▶ _Task goal_
Please quote, word for word, everything in the rows below from the line containing "Reviewer note: check that each instance of the stream" down to the end of the rows, including both ends.

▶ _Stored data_
■ ■ ■

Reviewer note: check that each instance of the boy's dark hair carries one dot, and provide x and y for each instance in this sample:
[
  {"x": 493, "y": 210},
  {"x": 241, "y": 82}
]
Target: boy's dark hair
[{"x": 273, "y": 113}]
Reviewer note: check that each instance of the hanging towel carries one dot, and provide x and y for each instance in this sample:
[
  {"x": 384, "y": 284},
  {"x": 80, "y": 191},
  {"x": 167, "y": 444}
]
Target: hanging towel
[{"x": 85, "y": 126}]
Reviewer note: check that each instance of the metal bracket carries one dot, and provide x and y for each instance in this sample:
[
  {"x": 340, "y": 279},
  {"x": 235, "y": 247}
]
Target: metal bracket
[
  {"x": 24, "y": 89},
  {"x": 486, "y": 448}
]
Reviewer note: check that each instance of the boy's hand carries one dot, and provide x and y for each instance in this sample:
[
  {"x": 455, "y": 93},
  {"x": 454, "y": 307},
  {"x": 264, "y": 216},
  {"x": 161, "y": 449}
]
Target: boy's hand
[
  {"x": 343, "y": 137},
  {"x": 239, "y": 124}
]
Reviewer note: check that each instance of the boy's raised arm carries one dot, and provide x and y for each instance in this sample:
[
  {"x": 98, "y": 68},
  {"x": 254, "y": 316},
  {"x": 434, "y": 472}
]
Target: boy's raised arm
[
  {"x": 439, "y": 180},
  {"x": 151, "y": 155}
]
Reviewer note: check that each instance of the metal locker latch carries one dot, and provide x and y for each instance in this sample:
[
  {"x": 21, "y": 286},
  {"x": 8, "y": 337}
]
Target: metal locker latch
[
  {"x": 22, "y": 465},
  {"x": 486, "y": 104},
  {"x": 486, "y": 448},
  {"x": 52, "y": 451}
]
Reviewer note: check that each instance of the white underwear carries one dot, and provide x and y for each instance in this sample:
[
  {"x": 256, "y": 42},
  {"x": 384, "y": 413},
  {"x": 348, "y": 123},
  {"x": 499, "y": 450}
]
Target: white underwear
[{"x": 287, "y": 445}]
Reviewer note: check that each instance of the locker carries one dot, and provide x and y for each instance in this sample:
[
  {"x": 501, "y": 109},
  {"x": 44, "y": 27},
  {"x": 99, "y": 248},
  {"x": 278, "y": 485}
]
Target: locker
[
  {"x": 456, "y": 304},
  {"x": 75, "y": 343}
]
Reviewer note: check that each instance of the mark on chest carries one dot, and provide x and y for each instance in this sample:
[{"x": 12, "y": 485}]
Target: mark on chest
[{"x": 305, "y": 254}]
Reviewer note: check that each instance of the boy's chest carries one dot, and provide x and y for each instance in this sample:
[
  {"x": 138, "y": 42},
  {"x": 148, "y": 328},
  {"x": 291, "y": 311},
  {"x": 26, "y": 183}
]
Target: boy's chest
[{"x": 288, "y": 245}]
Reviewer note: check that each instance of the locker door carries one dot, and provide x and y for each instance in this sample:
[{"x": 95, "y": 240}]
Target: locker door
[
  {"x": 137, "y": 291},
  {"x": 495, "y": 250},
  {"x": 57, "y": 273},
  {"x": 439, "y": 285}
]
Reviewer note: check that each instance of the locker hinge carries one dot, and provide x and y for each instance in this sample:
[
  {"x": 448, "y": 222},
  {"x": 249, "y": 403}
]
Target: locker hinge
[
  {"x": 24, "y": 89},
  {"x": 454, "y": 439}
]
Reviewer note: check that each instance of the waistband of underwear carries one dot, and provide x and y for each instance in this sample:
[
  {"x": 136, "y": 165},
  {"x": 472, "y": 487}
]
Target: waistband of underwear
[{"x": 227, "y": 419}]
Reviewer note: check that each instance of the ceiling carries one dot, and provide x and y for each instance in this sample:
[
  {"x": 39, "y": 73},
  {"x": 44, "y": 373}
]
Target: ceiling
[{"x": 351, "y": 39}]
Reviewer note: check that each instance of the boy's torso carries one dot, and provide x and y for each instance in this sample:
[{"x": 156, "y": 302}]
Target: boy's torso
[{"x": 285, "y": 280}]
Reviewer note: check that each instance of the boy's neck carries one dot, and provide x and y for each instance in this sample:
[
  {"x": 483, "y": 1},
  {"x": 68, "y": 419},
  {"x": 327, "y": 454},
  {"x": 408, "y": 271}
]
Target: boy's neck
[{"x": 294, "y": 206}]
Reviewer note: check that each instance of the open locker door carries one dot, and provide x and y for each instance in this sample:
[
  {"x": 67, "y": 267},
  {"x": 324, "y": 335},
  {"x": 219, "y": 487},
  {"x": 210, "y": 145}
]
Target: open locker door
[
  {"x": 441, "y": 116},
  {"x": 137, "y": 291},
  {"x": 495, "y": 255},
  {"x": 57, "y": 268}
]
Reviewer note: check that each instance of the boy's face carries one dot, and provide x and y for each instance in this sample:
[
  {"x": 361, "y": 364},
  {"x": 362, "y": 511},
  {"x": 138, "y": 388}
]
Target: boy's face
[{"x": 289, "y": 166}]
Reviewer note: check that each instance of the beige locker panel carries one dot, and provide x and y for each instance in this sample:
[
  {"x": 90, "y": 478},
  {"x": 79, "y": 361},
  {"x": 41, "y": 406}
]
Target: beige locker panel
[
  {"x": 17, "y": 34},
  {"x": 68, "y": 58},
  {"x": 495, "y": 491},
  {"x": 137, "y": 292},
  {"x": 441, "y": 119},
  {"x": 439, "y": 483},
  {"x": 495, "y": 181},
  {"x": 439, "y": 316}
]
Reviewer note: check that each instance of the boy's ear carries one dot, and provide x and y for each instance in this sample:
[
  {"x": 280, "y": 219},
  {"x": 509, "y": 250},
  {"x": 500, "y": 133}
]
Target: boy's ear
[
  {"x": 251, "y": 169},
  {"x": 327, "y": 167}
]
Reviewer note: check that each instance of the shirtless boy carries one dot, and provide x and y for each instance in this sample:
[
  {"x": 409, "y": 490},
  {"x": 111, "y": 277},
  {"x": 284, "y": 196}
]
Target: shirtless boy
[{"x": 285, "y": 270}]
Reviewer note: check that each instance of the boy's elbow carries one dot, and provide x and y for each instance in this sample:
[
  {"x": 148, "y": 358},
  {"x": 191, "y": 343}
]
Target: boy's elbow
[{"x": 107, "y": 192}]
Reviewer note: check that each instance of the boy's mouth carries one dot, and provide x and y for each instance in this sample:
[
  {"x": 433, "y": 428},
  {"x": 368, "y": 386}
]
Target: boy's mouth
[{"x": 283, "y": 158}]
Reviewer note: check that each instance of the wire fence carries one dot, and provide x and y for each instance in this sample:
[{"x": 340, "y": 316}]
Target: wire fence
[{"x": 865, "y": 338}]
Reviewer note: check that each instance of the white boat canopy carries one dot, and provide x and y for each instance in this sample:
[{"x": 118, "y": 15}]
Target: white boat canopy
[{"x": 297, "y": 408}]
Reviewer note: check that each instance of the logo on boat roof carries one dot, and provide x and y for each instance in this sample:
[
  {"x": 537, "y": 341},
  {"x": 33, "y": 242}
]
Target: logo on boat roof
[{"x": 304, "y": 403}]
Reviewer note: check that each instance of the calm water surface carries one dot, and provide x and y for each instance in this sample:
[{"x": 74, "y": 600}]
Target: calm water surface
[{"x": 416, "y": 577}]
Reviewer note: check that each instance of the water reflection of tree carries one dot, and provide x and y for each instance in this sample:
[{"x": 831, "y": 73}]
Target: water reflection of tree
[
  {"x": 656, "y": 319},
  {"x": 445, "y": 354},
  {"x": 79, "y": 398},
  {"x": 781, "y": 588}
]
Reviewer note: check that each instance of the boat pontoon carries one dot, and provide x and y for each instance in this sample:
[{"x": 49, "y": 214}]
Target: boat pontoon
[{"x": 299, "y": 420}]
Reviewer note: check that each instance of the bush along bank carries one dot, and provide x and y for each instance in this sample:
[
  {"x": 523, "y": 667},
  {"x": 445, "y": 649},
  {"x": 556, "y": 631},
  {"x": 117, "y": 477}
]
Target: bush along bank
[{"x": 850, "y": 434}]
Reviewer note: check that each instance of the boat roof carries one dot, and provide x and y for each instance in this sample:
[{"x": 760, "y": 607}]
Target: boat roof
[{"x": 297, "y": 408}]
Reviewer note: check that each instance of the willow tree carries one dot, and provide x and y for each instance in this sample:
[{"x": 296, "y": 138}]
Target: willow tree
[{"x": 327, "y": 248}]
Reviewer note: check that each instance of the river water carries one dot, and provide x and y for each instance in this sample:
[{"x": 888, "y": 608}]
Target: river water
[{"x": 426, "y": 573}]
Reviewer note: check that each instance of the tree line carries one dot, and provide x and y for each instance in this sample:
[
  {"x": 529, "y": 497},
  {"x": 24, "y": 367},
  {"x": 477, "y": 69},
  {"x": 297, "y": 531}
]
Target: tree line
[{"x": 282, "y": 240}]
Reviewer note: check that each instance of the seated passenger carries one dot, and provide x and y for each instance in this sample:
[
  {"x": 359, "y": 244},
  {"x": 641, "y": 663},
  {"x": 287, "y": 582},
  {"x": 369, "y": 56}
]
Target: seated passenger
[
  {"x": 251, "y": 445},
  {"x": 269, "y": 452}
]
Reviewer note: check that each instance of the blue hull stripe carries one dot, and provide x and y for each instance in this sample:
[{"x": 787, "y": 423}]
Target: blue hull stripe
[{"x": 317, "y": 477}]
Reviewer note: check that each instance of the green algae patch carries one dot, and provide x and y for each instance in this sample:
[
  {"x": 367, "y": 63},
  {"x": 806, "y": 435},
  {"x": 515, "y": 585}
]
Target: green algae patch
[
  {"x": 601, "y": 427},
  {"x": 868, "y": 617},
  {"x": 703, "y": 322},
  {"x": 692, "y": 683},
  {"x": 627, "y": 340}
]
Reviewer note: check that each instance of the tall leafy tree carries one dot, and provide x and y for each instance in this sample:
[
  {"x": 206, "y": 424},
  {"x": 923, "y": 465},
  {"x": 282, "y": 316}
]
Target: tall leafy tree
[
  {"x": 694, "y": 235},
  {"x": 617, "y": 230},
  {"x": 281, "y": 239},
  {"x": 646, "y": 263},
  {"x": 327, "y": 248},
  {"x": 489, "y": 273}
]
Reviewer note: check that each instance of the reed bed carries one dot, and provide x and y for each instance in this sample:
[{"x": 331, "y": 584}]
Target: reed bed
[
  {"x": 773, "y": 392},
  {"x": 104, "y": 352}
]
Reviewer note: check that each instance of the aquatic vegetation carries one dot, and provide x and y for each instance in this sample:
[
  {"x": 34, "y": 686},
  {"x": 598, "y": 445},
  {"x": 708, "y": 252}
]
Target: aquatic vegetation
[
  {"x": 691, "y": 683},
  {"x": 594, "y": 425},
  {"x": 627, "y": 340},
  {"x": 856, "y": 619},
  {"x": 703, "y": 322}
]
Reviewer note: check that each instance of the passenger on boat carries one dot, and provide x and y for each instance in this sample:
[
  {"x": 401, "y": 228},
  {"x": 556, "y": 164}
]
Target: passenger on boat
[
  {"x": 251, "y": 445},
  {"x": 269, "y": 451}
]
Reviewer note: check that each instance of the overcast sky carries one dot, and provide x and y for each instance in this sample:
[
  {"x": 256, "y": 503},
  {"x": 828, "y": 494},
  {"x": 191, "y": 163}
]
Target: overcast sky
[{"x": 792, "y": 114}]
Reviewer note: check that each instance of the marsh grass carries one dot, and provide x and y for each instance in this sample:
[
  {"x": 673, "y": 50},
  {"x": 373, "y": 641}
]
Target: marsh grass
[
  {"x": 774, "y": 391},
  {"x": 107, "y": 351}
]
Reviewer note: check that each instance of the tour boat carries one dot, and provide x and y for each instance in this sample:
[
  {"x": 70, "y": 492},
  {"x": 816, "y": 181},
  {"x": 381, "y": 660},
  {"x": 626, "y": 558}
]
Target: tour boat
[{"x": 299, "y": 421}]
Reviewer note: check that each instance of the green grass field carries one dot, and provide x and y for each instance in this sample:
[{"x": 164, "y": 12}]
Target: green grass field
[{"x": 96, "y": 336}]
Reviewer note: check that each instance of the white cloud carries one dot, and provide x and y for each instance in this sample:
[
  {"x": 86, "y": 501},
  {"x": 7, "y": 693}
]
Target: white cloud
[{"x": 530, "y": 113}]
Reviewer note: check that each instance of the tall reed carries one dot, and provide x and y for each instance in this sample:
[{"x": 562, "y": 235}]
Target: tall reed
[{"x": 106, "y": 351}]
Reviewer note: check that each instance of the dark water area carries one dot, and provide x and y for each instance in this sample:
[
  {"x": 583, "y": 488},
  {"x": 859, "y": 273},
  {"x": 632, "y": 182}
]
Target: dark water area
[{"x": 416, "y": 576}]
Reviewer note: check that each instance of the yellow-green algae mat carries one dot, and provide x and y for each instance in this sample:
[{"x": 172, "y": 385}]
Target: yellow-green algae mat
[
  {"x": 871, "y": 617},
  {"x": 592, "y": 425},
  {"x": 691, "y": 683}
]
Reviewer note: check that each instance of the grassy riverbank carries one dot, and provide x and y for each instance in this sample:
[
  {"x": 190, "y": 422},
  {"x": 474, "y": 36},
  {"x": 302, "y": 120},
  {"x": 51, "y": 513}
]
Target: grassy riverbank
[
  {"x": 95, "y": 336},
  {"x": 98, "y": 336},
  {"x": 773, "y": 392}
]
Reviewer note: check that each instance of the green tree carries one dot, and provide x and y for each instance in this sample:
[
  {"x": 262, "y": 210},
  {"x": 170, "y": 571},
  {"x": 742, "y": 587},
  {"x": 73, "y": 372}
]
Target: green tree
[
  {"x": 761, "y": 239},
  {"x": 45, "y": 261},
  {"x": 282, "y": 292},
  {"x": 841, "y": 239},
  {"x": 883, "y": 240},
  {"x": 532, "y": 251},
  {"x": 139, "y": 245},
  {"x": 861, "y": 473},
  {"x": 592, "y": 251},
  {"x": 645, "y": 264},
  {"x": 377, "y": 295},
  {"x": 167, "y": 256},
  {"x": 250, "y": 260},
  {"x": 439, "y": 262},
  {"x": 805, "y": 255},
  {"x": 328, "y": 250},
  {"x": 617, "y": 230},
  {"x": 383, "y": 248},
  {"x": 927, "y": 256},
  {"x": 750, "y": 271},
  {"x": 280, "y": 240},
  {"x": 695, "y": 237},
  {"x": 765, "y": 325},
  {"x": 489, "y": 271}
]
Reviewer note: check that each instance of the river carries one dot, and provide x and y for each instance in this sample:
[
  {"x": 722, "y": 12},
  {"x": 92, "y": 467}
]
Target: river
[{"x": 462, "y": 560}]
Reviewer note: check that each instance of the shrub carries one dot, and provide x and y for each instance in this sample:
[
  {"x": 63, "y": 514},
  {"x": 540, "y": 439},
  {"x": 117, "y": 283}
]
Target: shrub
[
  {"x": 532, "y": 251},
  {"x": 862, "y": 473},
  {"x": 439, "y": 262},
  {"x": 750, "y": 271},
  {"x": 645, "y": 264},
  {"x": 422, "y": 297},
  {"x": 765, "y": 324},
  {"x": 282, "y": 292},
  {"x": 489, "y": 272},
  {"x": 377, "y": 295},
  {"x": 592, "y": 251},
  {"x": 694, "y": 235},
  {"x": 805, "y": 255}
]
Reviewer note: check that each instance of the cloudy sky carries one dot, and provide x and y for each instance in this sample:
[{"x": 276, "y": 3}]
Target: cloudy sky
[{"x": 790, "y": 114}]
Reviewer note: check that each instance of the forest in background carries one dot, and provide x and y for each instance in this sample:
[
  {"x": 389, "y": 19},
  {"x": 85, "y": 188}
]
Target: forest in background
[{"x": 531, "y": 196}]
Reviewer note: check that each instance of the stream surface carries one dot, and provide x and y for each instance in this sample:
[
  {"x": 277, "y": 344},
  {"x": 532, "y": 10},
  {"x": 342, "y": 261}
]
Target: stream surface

■ ■ ■

▶ _Complete answer_
Reviewer note: check that each instance of the stream surface carries one dot, and provide x and y for each instance in this sample:
[
  {"x": 277, "y": 344},
  {"x": 532, "y": 10},
  {"x": 342, "y": 261}
]
Target: stream surface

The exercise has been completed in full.